> [TASK OBJECTIVE]: Could you reproduce the listing from its start through the line containing "M96 449L88 447L88 505L96 506Z", inclusive, swapping "shuttered window" for "boarded window" and leaving everything else unchanged?

> [ENTRIES]:
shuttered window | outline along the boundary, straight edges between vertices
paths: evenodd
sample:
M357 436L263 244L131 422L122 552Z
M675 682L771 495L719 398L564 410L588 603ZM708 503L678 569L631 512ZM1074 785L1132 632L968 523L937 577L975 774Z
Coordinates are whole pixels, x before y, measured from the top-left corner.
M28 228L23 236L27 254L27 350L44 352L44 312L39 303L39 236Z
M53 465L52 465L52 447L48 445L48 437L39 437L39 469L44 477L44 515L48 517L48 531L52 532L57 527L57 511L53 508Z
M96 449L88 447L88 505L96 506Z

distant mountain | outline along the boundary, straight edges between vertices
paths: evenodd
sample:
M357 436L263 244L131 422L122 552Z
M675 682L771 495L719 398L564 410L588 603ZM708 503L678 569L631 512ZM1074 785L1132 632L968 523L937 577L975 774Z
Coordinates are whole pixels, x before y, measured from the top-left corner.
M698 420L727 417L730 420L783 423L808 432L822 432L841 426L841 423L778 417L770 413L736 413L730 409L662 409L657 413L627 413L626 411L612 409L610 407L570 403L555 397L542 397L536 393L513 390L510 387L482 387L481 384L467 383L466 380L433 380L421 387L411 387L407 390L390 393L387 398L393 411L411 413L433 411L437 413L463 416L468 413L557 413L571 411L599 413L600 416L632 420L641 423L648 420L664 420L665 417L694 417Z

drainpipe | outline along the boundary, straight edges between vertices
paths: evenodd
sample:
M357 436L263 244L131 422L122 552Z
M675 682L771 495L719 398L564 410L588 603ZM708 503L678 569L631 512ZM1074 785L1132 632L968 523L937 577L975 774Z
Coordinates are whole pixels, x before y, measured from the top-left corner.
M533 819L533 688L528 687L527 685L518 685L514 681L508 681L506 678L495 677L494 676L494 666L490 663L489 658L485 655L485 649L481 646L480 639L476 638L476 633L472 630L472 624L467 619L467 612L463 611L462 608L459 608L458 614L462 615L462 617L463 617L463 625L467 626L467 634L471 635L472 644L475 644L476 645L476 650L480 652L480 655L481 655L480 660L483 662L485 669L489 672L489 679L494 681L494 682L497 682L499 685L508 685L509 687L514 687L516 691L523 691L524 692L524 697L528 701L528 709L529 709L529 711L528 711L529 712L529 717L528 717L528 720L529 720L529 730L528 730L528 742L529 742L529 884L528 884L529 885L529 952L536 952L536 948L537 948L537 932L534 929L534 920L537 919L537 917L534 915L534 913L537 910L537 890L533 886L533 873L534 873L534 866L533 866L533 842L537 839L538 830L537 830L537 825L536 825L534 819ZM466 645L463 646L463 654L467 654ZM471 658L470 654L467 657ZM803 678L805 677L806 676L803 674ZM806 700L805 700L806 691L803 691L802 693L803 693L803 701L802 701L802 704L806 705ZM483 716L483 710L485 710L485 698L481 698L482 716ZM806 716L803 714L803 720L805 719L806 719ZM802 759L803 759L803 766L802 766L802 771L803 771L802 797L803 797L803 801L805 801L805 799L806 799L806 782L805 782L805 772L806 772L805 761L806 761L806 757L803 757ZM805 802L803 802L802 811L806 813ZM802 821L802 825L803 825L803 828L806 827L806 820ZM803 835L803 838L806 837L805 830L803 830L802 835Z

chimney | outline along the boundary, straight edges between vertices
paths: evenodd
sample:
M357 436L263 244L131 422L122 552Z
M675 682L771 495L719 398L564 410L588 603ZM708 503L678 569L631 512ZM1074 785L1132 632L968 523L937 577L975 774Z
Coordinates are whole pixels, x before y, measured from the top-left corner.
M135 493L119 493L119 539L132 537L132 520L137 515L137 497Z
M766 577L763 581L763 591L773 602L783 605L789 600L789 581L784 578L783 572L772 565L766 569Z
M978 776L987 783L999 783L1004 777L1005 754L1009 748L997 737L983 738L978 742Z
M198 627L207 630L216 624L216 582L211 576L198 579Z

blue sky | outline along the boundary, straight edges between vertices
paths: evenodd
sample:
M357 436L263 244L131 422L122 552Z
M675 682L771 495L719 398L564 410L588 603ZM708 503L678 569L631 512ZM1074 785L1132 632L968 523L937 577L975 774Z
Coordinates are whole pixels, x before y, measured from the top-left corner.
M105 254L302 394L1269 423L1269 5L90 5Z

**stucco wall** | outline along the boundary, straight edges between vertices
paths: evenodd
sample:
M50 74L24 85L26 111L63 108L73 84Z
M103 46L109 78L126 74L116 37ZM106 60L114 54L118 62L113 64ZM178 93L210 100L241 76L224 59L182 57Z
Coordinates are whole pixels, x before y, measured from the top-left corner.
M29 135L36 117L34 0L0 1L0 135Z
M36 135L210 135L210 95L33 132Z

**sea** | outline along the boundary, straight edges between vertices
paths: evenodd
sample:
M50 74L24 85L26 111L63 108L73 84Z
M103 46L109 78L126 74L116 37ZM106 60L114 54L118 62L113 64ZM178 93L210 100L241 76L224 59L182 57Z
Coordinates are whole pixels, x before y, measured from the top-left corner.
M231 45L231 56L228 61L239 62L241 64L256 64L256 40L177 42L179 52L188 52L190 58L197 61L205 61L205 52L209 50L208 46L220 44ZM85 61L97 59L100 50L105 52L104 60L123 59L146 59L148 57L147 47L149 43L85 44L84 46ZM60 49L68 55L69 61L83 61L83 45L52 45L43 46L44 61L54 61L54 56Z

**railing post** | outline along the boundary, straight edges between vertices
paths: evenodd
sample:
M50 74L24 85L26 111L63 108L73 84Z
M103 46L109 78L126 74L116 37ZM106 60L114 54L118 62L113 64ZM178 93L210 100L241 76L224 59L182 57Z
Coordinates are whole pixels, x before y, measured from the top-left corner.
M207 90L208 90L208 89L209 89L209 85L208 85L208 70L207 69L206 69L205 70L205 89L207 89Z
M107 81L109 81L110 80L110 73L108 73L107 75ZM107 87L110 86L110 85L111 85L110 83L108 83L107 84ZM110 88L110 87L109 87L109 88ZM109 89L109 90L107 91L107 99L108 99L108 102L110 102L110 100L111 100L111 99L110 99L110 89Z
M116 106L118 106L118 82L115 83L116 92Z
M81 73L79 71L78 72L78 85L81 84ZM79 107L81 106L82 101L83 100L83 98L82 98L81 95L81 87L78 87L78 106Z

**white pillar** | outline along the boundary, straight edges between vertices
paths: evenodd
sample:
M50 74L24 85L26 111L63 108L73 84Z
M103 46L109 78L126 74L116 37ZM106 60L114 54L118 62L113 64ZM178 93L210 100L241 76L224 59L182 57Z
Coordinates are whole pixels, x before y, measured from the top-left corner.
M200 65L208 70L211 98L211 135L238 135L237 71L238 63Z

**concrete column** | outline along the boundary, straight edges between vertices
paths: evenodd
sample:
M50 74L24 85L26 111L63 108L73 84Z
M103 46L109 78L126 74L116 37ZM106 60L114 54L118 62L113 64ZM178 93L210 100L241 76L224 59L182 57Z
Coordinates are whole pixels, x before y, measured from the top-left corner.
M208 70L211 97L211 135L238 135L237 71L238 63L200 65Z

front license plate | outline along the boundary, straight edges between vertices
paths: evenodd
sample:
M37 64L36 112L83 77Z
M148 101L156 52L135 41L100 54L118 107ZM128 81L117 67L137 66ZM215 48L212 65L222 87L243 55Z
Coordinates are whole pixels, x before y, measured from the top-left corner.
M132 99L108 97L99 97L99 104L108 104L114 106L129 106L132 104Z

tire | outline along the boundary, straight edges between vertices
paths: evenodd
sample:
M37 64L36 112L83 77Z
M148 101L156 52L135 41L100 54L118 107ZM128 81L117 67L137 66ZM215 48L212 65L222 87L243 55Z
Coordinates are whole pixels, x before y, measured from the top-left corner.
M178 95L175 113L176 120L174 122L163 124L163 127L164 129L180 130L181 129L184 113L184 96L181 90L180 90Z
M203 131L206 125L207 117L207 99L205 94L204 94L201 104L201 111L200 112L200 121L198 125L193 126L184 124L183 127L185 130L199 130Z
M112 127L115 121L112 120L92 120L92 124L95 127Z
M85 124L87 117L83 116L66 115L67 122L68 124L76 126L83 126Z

> [EXPECTED OUTPUT]:
boarded window | outline along the boundary, straight edges between vertices
paths: evenodd
sample:
M357 436L263 244L131 422L122 552Z
M675 682L771 495L719 398L564 410L588 603ZM708 503L678 569L631 512ZM1074 785L1132 632L968 523L937 577L975 774Z
Coordinates are whole pixels, x before y, measured from the top-left corner.
M28 228L23 236L27 254L27 350L44 352L44 312L39 303L39 236Z
M53 465L52 465L52 447L48 445L48 437L39 437L39 469L44 477L44 515L48 517L48 531L52 532L57 527L57 511L53 508Z
M96 449L88 447L88 505L96 506Z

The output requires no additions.